Work instructions: Rewrite everything from the line containing "QUESTION: Looking at the provided image, pinpoint the blue" down to the line containing "[0,259,45,414]", swapping "cabinet handle" for "drawer handle" and leaving all else unchanged.

***** Data supplied *****

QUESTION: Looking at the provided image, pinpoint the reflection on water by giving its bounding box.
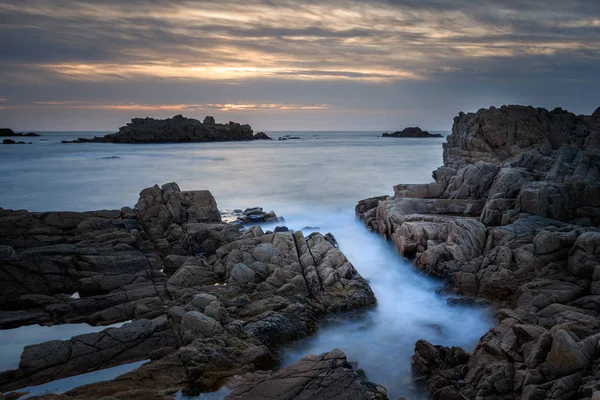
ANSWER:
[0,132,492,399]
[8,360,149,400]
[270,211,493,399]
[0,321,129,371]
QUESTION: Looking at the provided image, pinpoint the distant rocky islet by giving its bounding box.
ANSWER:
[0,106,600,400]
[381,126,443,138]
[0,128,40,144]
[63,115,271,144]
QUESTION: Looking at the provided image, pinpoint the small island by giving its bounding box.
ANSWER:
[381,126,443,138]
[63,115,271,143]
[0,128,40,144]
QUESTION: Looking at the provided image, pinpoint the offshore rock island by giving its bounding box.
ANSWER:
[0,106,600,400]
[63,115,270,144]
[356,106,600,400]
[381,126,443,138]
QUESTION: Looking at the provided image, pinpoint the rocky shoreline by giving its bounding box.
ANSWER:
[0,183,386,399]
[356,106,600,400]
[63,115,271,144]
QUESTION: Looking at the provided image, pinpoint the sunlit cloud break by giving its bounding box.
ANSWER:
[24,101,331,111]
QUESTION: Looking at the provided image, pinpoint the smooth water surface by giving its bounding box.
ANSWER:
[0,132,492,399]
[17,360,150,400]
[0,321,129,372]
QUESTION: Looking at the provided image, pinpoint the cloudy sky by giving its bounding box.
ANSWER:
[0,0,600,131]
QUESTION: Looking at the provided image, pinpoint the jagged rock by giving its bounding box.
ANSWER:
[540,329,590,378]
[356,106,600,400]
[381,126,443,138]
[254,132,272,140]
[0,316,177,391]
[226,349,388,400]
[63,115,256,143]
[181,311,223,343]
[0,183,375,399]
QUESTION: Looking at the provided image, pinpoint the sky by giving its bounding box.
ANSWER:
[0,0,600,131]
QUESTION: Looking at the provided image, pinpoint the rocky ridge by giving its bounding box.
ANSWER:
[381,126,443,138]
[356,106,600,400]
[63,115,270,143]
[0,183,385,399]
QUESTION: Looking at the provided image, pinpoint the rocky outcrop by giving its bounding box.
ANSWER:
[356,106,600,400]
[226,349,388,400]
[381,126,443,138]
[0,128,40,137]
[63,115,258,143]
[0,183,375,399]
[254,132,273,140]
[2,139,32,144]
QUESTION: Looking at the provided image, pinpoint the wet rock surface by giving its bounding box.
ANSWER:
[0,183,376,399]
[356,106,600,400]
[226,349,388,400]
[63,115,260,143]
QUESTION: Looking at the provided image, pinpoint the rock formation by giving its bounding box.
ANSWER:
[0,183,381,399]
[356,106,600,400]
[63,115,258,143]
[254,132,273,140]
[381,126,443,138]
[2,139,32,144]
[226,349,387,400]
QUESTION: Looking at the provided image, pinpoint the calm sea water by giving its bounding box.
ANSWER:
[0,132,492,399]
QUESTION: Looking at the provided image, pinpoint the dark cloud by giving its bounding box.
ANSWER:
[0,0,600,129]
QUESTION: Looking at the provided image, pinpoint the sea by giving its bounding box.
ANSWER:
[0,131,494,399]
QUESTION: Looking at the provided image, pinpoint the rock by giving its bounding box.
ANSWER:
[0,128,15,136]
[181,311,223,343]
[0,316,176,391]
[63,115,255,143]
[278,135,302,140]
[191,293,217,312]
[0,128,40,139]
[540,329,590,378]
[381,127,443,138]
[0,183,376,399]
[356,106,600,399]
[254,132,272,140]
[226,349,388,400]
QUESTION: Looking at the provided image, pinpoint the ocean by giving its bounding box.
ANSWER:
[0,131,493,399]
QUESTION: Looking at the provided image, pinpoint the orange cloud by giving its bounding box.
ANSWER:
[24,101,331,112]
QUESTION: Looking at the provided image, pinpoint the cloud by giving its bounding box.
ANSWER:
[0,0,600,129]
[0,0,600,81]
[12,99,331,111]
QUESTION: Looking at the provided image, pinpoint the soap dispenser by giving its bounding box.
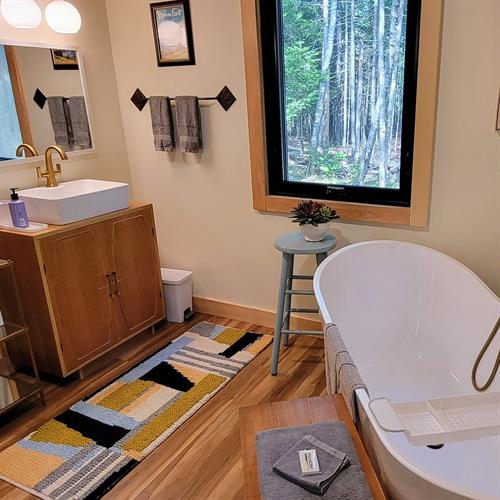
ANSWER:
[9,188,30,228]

*****
***** Data supplied *****

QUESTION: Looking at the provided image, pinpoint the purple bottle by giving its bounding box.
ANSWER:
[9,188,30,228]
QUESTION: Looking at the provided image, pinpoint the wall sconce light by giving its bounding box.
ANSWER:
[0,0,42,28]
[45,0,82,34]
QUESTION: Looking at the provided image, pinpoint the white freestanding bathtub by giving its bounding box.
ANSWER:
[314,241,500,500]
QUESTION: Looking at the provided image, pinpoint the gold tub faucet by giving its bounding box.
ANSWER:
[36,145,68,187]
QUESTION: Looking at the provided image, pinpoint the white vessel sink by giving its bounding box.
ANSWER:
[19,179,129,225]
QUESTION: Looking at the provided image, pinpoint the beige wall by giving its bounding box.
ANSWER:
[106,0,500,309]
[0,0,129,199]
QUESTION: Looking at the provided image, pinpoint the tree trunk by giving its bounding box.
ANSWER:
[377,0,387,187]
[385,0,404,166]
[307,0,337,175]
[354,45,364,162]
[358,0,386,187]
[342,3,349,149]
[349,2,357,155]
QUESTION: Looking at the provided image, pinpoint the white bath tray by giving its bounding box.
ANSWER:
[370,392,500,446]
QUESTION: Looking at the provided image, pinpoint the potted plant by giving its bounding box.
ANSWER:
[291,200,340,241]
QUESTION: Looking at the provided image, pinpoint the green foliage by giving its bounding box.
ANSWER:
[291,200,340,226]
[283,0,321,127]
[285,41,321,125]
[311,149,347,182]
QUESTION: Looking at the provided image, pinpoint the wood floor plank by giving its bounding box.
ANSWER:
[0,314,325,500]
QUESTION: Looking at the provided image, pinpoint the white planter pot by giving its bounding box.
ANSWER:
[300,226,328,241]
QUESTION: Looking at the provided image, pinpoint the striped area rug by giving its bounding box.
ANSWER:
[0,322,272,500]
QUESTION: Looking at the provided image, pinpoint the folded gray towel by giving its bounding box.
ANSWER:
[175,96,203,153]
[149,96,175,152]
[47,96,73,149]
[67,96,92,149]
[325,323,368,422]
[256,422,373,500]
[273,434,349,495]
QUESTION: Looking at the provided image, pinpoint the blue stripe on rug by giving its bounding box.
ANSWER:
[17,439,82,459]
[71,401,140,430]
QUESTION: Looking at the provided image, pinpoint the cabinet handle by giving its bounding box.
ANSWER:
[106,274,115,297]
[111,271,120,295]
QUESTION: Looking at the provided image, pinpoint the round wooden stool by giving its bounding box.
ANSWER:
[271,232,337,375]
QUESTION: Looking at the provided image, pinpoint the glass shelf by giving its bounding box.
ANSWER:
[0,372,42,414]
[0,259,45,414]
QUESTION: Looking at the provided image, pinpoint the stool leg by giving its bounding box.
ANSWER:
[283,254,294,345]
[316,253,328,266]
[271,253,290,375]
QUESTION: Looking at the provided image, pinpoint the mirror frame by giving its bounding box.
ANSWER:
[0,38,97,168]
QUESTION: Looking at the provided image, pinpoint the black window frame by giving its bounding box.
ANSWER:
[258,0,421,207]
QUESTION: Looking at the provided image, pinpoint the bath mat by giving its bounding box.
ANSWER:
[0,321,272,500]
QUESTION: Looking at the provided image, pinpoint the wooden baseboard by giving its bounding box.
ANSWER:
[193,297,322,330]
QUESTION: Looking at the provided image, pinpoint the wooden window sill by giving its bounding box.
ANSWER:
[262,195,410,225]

*****

Task output:
QUESTION: Looking at the provided image, pinpoint the blue stripe on rug by giving its bounding box.
ANSWER:
[17,439,82,459]
[71,401,140,430]
QUESTION: Looking at the provided image, pinpoint the drawer handle by giving its bounding box.
ANSWER:
[106,274,115,297]
[111,271,120,295]
QUESTION: Looking at the provided image, pinpoint the round wooden stool by giving its bounding box.
ANSWER:
[271,232,337,375]
QUESTION: Looking at the provided image, pinpoint the glass shelf by giving its bounding box.
ANSWER:
[0,372,42,414]
[0,259,45,414]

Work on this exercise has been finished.